> _SUPPLIED TEXT_
§ §

Welcome back to the #21 edition of The New Defense Post!

In this edition, we’ll cover:

  • In the Hot Seat: We interviewed Guillaume Lerouge, a Paris-based defense-tech investor and partner at Hexa, being one of the earliest backers of Harmattan AI, France’s first defense-tech unicorn, and Alta Ares.

  • Spotlights: Dassault Aviation Is Leading a $200M Series B Into Paris-Based Harmattan AI, Valuing the Defense AI Startup at $1.4bn; Kratos Has Opened a 55,000 Sq ft Hypersonics Manufacturing and Payload Integration Facility in the US; The UK Government Is Expanding the Remit of Its Regulatory Innovation Office (RIO) to Cover Robotics and Defense

  • Fundraising News of the Week: Recent fundraises highlight strong momentum in defense and AI, with significant rounds backing AI pilots, defense-focused VC, military planning software, and secure military software delivery.

  • Bonus Section: We will look into battle management software and some examples of European startups in this space.

In the Hot Seat

Photo Credit: Guillaume Lerouge

We interviewed Guillaume Lerouge, a Paris-based defense-tech investor and a partner at Hexa. He is known for backing Harmattan AI, France’s first defense-tech unicorn, and Alta Ares at their earliest stages.

Europe’s defense technology ecosystem has shifted from niche to mainstream in just a few years. Once dominated by large incumbents, the sector is now seeing a new generation of software-driven, capital-efficient startups that are increasingly venture-backed.

§ §

> _EXERCISE TASKS_
[A] Using the defense-tech newsletter, answer these:
(i) Which firm is Guillaume Lerouge a partner at?
(ii) What valuation does the Series B round give Harmattan AI?
(iii) How large is the facility Kratos has opened?
[B] Summarize the defense-tech newsletter in two sentences.
[C] Carry the defense-tech newsletter forward from its final sentence.
The entries that follow come from a separate source and are unrelated to the defense-tech newsletter.

§ §

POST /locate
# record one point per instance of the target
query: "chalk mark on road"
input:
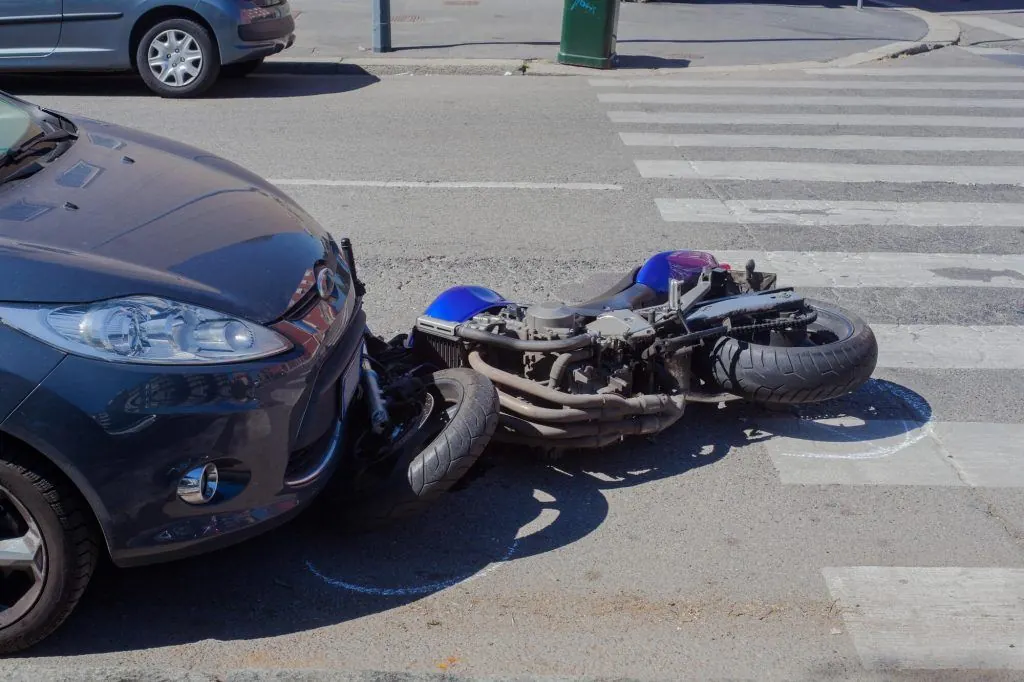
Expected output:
(914, 430)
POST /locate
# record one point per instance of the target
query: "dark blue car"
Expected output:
(178, 48)
(181, 349)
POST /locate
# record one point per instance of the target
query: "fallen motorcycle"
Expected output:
(682, 328)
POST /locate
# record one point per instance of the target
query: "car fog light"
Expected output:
(199, 485)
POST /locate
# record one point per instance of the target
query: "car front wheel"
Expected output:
(48, 550)
(177, 58)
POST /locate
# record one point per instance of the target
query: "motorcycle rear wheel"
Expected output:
(836, 356)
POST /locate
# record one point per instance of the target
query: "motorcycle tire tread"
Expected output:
(796, 375)
(442, 463)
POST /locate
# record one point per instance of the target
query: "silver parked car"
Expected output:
(178, 49)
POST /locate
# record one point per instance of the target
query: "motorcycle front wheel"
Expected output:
(835, 355)
(432, 442)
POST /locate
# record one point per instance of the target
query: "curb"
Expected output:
(942, 32)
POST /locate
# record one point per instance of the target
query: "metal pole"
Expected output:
(382, 26)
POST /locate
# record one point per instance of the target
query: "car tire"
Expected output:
(57, 533)
(241, 69)
(180, 34)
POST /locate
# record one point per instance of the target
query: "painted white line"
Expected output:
(302, 182)
(936, 72)
(885, 269)
(975, 49)
(815, 172)
(824, 142)
(808, 100)
(847, 452)
(833, 213)
(971, 86)
(994, 26)
(850, 120)
(932, 617)
(949, 347)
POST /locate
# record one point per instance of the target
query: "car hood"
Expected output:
(123, 212)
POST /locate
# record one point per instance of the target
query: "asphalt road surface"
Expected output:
(657, 34)
(880, 537)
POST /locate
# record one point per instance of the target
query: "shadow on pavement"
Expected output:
(128, 85)
(513, 505)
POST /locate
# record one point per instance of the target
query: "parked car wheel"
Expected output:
(177, 58)
(241, 69)
(48, 551)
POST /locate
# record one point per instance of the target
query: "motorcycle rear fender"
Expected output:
(744, 304)
(459, 304)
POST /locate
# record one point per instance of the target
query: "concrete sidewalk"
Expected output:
(653, 35)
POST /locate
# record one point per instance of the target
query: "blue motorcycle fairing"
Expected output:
(460, 303)
(679, 263)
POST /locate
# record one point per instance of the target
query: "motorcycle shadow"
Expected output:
(513, 505)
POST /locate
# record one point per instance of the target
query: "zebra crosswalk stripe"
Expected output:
(884, 269)
(696, 84)
(881, 142)
(787, 119)
(824, 172)
(833, 213)
(933, 72)
(850, 452)
(807, 100)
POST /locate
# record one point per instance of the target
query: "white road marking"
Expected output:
(977, 86)
(757, 119)
(932, 617)
(851, 452)
(439, 184)
(936, 72)
(950, 347)
(834, 213)
(824, 142)
(994, 26)
(817, 172)
(808, 100)
(884, 269)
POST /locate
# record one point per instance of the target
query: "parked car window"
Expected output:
(15, 126)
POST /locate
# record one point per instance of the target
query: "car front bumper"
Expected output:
(126, 434)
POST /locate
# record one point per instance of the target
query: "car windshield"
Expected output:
(16, 126)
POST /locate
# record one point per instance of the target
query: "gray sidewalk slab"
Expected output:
(650, 35)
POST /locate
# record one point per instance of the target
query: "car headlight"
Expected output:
(146, 330)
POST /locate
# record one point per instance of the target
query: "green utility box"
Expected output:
(589, 33)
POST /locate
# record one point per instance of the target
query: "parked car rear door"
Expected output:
(29, 28)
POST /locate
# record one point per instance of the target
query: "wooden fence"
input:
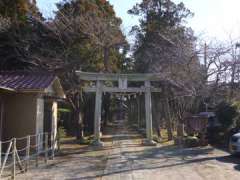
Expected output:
(17, 154)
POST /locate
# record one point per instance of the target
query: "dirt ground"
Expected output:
(123, 157)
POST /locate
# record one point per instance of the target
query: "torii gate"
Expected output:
(122, 80)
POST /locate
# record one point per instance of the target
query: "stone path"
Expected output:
(124, 158)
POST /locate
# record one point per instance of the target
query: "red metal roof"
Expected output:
(26, 80)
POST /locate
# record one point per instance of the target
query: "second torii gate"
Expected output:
(122, 80)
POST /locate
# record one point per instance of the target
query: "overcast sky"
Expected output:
(213, 18)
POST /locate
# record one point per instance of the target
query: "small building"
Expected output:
(28, 103)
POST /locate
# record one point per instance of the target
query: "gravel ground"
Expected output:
(123, 157)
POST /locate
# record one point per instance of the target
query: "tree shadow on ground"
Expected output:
(232, 160)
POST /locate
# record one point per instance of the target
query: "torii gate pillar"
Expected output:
(97, 115)
(148, 112)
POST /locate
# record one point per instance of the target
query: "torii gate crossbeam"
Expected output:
(123, 80)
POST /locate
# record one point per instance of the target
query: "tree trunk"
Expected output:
(80, 126)
(106, 59)
(180, 129)
(168, 121)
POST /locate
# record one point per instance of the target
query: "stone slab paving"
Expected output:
(124, 158)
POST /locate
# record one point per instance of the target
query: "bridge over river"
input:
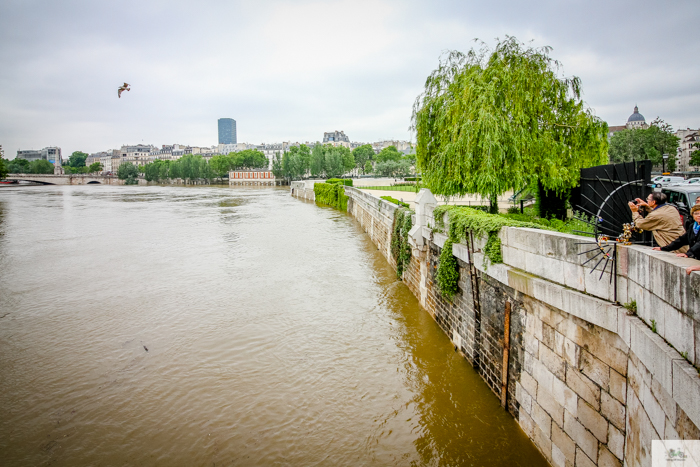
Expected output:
(72, 179)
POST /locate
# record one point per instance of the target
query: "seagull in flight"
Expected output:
(123, 88)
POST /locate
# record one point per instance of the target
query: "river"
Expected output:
(222, 326)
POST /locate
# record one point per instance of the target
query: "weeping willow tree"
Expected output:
(498, 119)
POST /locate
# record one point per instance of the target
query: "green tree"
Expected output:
(660, 140)
(128, 172)
(95, 167)
(77, 159)
(347, 157)
(318, 160)
(495, 120)
(389, 153)
(362, 155)
(40, 166)
(334, 166)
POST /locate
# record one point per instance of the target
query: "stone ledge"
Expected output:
(654, 353)
(585, 307)
(686, 389)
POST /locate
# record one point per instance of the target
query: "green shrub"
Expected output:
(332, 195)
(395, 201)
(341, 181)
(400, 248)
(447, 275)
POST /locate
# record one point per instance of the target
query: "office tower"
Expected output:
(227, 131)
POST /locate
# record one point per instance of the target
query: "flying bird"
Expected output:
(122, 89)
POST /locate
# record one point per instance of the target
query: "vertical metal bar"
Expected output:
(614, 271)
(506, 354)
(477, 305)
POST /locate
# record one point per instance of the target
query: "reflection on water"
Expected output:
(276, 334)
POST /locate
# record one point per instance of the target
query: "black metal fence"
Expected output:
(605, 190)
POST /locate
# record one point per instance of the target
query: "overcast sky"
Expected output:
(290, 70)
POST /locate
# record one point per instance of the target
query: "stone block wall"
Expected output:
(304, 189)
(588, 382)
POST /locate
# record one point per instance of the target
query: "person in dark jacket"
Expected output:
(691, 238)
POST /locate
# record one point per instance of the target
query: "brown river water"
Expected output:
(276, 333)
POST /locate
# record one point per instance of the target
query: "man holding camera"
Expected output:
(662, 219)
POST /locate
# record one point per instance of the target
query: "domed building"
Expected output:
(636, 121)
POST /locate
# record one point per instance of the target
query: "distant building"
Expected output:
(686, 147)
(227, 131)
(335, 137)
(401, 146)
(252, 177)
(635, 121)
(51, 154)
(139, 154)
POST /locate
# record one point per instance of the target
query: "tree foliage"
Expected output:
(95, 167)
(650, 143)
(128, 172)
(389, 153)
(362, 155)
(493, 120)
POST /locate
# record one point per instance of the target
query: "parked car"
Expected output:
(683, 198)
(666, 181)
(690, 181)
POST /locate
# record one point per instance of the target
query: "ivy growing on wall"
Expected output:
(463, 220)
(447, 276)
(400, 248)
(332, 195)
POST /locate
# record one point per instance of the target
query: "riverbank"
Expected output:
(589, 382)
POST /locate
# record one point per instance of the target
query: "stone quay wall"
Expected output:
(304, 189)
(588, 382)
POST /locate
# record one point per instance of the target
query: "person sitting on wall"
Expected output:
(662, 219)
(691, 238)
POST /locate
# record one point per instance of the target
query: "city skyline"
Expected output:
(281, 82)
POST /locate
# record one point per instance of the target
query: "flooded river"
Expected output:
(222, 326)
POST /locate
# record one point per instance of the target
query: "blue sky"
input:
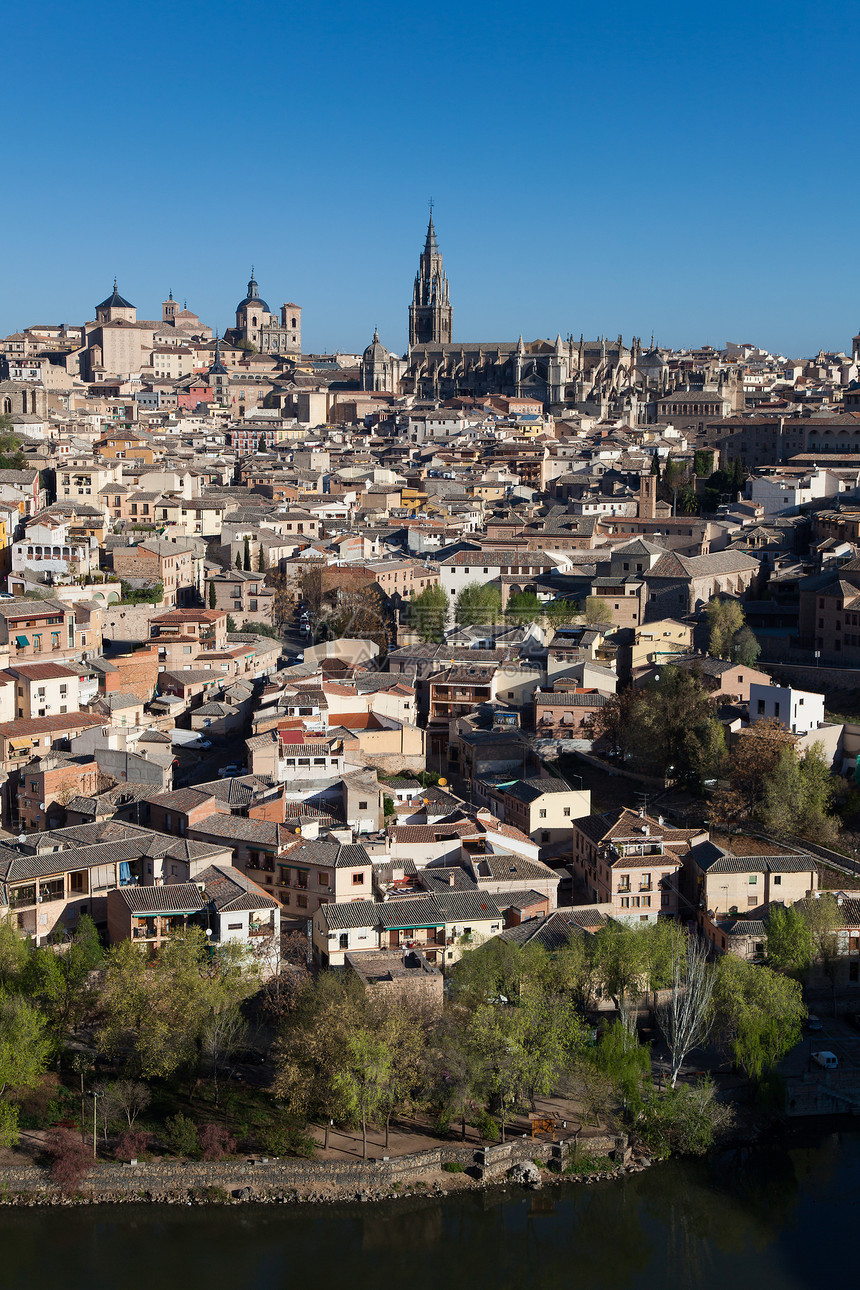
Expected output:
(668, 168)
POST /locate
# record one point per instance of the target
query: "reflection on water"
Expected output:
(772, 1218)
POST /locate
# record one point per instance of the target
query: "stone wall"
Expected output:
(262, 1175)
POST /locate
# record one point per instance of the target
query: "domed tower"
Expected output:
(253, 315)
(115, 308)
(430, 314)
(375, 365)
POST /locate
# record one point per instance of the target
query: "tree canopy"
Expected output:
(477, 604)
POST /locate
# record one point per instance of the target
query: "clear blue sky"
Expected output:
(682, 169)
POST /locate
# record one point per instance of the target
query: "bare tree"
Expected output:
(687, 1014)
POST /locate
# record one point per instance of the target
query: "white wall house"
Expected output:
(49, 548)
(800, 711)
(787, 494)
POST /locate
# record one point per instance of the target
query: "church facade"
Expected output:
(266, 332)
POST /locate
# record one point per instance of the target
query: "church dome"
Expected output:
(375, 351)
(253, 298)
(115, 301)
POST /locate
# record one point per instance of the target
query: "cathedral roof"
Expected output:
(115, 301)
(253, 297)
(375, 351)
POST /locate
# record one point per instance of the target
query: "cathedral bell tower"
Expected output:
(430, 314)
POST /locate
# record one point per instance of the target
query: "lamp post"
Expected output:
(94, 1097)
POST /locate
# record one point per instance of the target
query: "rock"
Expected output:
(525, 1174)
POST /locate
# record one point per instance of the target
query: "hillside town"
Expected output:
(396, 657)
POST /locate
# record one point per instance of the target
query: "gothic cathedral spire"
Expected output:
(430, 314)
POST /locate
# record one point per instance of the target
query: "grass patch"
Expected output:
(586, 1165)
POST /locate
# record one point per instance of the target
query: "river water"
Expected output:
(771, 1219)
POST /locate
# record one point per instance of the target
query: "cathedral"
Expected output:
(605, 378)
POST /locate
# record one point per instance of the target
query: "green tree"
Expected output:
(428, 614)
(744, 648)
(155, 1012)
(364, 1077)
(597, 612)
(619, 960)
(500, 1061)
(61, 983)
(725, 618)
(14, 955)
(753, 759)
(477, 604)
(25, 1049)
(262, 630)
(401, 1027)
(789, 939)
(524, 606)
(560, 613)
(798, 793)
(676, 728)
(311, 1049)
(12, 457)
(760, 1014)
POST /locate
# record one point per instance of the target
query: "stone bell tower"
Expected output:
(430, 314)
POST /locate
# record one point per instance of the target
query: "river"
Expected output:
(770, 1219)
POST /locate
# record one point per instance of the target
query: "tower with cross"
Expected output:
(430, 314)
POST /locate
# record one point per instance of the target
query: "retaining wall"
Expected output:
(259, 1175)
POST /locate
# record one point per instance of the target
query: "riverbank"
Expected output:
(432, 1173)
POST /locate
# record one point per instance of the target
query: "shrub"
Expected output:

§ §

> _RESULTS_
[A]
(i) Hexa
(ii) $1.4bn
(iii) 55,000 sq ft

[B] The 21st edition of The New Defense Post features an interview with Guillaume Lerouge, a Paris-based partner at Hexa who backed Harmattan AI and Alta Ares at their earliest stages, along with spotlights, weekly fundraising news, and a bonus section on battle management software. It observes that Europe's defense technology ecosystem has moved from niche to mainstream in a few years, with increasingly venture-backed, software-driven startups entering a sector once dominated by large incumbents.

[C]
In this interview, Guillaume explains why he started investing before defense tech became fashionable, how deal flow really works in the sector, which areas remain underfunded, and what red flags make him walk away from a startup.

Spotlights

1. Dassault Aviation Is Leading a $200M Series B Into Paris Based Harmattan AI, Valuing the Defense AI Startup at $1.4bn

Photo Credit: Harmattan AI

  • Dassault Aviation is leading a $200m Series B into Paris-based Harmattan AI, valuing the defense AI startup at $1.4bn, and tying the investment to a strategic partnership on future air combat.

  • The companies say the goal is to develop embedded AI capabilities for Dassault’s next-generation systems, especially control of unmanned aerial systems that will operate alongside platforms like the Rafale F5 (targeted for around 2030).

  • Harmattan, founded last year, is positioning itself as a vertically integrated autonomy player across strike and surveillance drones, mission systems, and broader autonomous defense platforms, riding the shift toward AI augmented systems accelerated by Ukraine and Europe’s push for strategic autonomy. (Reuters).

🗣 Emmanuel Macron, President of France: “This is excellent news for our strategic autonomy, for the technological superiority of our military in the area of AI-enabled defense drones as well as for our economy.” (Reuters)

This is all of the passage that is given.